# DOCUMENT SEGMENT
· · ·
Project Proposal posted

Please read:
https://www.kaggle.com/c/nfl-big-data-bowl-2020/discussion/111918#latest-652437

https://www.kaggle.com/c/nfl-big-data-bowl-2020/data

https://www.kaggle.com/statsbymichaellopez/nfl-tracking-wrangling-voronoi-and-sonars

https://www.kaggle.com/c/nfl-big-data-bowl-2020/discussion/112303#latest-655229

you may need a kaggle acct to see the links above

Hey all
Let's discuss here the 502 Final Project Proposal
If we've all agreed on the NFL data, let's move forward and talk about what methods we will use.
Feel free to edit the document proposal I pushed.
one concern I have with the NFL data is how noisy it will be: im worried we will have trouble making any meaningful models since the yardage might be barely-correlated to the data predictors.
We can talk about it. idk haha.

Due Tuesday

Hi all - this proposal is due Tuesday in-class

Looks like people have been working into the Readme - let's try to get a cohesive submission together by monday, feel free to comment your ideas and concerns here. I put all the parts from the submission as headers.

It's not graded but let's have a tight idea for our goals

Need a wizard

Hi all
Im working with Ethans code from his version_2, but I want to work with X,Y,... data instead of mean(X), etc.

To do this, I'm trying to append the entire team's X coordinate instead of the mean. However, this gives an error in the np.amax(isnan()) line, and I don't see why

Any thoughts?

nn_input = []
nn_target = []
for _,play in raw_data.groupby(['PlayId']):
state_features = []
state_features.append(get_distance_to_touchdown(play['YardLine'].iloc[0], play['PossessionTeam'].iloc[0], play['FieldPosition'].iloc[0]))
state_features.append(get_time(play['Quarter'].iloc[0],play['GameClock'].iloc[0]))
state_features.append(play['Down'].iloc[0])
state_features.append(play['Distance'].iloc[0])
state_features.append(get_time_since_snap(play['TimeHandoff'].iloc[0], play['TimeSnap'].iloc[0]))
offense_features = get_offense_features(play['OffenseFormation'].iloc[0], play['OffensePersonnel'].iloc[0])
defense_features = get_defense_features(play['DefendersInTheBox'].iloc[0], play['DefensePersonnel'].iloc[0])
for t,team in play.groupby(['Team']):
team_features = []
print(team['X'])
team_features = team_features + list(team['X'])
team_features = team_features + list(team['Y'])
team_features = team_features + list(team['A'])
· · ·
# REQUIREMENT
For each statement, say whether it agrees with the project thread above, and quote the words from the thread that decide it. 1. The proposal will be graded. 2. The proposal is due Tuesday in class. 3. The error comes up in the np.amax(isnan()) line.

Collected data:
· · ·
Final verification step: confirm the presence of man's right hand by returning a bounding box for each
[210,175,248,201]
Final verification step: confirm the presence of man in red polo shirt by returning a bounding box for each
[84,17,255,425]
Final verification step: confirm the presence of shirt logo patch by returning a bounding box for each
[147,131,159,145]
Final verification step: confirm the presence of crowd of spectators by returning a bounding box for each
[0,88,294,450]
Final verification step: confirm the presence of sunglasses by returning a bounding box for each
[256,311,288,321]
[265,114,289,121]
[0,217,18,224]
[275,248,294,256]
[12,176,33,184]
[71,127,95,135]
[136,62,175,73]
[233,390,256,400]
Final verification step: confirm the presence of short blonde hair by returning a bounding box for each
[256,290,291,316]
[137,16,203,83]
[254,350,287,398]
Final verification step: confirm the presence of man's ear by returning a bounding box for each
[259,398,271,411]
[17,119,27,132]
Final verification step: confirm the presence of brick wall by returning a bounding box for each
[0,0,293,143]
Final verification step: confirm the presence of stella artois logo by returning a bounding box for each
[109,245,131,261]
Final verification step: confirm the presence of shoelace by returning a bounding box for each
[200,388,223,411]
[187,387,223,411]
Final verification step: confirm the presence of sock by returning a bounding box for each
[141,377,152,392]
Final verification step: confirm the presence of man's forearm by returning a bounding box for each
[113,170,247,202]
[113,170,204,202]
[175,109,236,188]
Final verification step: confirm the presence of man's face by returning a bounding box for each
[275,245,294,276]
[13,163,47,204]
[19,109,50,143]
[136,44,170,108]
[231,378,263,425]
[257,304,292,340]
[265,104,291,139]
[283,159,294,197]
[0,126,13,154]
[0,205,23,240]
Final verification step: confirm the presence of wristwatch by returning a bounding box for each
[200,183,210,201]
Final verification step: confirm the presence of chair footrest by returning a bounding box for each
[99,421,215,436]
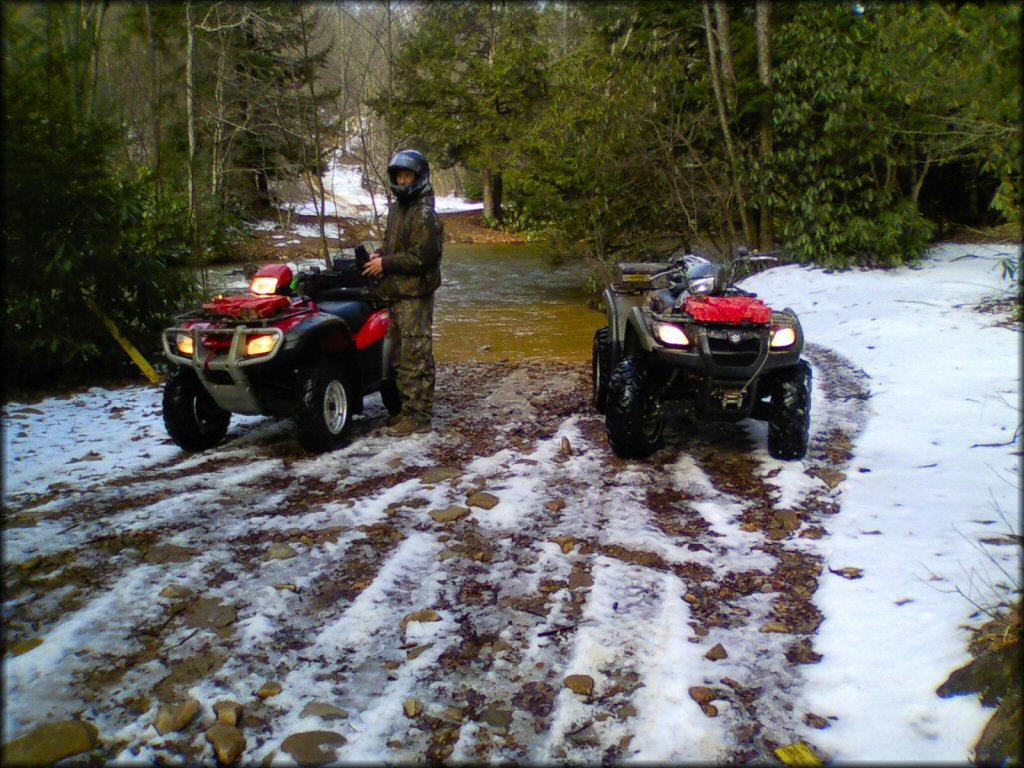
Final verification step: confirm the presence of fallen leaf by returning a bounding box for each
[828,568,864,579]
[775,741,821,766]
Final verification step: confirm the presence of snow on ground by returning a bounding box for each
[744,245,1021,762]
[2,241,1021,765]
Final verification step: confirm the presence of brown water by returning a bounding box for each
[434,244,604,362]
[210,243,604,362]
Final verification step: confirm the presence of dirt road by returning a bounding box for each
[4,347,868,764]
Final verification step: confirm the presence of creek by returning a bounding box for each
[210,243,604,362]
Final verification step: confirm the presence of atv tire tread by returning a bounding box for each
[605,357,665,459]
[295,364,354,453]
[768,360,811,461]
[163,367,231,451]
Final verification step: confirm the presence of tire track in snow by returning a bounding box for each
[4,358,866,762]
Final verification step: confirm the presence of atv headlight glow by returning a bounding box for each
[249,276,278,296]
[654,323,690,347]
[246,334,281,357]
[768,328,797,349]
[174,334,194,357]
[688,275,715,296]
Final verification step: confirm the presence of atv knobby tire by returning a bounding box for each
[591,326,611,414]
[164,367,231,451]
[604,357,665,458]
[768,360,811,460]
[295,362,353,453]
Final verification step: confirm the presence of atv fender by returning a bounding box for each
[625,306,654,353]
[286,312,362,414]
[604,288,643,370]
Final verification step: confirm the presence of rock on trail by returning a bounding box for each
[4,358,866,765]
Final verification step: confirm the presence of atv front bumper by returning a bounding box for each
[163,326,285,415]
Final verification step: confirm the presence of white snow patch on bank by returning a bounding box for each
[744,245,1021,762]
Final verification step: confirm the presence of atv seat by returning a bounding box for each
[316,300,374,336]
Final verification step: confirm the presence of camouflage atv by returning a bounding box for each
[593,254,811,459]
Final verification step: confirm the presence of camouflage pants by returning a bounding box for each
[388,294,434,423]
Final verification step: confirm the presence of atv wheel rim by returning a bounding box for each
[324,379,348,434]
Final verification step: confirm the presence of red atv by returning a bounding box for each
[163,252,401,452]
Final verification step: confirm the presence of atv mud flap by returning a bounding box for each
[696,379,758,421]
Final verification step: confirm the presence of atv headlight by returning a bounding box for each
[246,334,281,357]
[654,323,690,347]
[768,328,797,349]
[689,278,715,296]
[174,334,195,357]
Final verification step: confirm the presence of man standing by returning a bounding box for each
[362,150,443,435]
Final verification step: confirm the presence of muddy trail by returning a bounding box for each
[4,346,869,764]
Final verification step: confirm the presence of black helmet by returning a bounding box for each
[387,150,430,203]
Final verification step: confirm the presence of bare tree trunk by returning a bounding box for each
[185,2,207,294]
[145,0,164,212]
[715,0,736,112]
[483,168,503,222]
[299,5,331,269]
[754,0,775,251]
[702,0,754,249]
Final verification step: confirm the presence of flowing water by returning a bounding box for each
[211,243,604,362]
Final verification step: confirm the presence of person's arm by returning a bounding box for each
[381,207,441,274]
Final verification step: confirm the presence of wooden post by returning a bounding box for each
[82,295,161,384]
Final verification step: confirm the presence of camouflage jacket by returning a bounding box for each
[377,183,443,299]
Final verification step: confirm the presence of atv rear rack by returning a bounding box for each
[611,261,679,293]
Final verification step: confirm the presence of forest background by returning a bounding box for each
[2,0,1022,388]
· · ·
# REPLY TO THE EXERCISE
1. No: "It's not graded but let's have a tight idea for our goals"
2. Yes: "this proposal is due Tuesday in-class"
3. Yes: "this gives an error in the np.amax(isnan()) line"